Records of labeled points
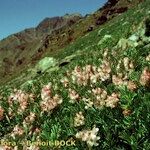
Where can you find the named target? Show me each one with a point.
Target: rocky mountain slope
(23, 49)
(92, 94)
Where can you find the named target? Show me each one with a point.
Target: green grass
(116, 131)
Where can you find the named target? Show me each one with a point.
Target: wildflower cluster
(49, 102)
(1, 113)
(145, 77)
(18, 97)
(119, 80)
(79, 119)
(127, 64)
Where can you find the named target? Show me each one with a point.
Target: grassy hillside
(96, 95)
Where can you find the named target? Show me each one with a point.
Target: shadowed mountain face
(20, 50)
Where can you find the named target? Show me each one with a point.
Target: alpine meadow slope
(93, 93)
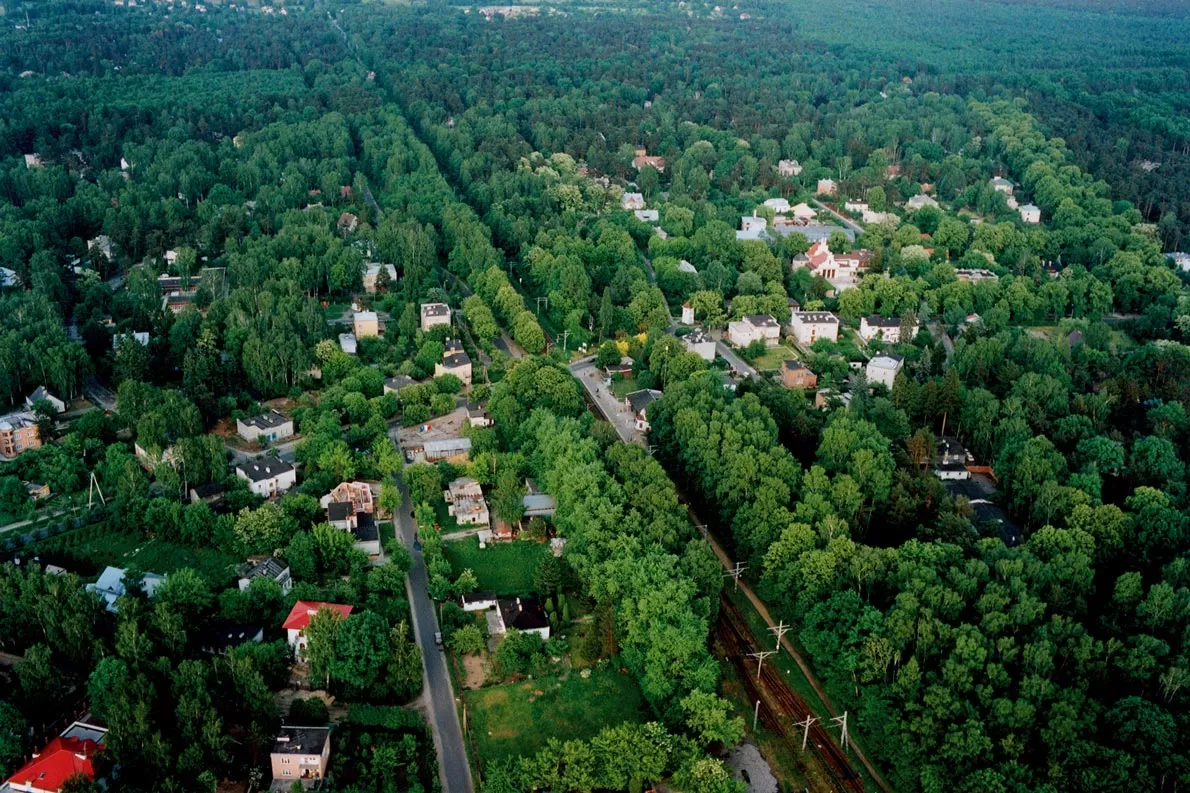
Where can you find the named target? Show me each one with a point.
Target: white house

### REQUIRED WORK
Recast the material above as a Markdown table with two columns, "Row" for a running number and "Line" for the line itself, omitting blank lines. Leave the pictures out of the table.

### THE RESULT
| Row | Line |
|---|---|
| 1 | Where can you find the named target? Show me each one with a point. |
| 2 | Target: rocky mountain slope |
| 3 | (23, 49) |
| 4 | (92, 94) |
| 5 | Where can you find the named target? Show me each one with a point. |
| 6 | Target: green grass |
| 7 | (116, 131) |
| 8 | Where can you find the named target? Show me each one with a point. |
| 9 | Target: wildflower cluster |
| 10 | (49, 102) |
| 11 | (1, 113) |
| 12 | (145, 77) |
| 13 | (18, 97) |
| 14 | (119, 80) |
| 15 | (79, 119) |
| 16 | (127, 64) |
| 17 | Where can you find the named target? Show me each one with a point. |
| 18 | Target: grassy hillside |
| 19 | (96, 95) |
| 20 | Where can you find the named target? Show me each one with a point. |
| 21 | Target: shadowed mountain face |
| 22 | (20, 50) |
| 23 | Where can you find the named target? Show me each one with a point. |
| 24 | Target: alpine meadow slope |
| 25 | (93, 93) |
| 26 | Where can you find the named target? Show me each one with a point. |
| 27 | Target: white house |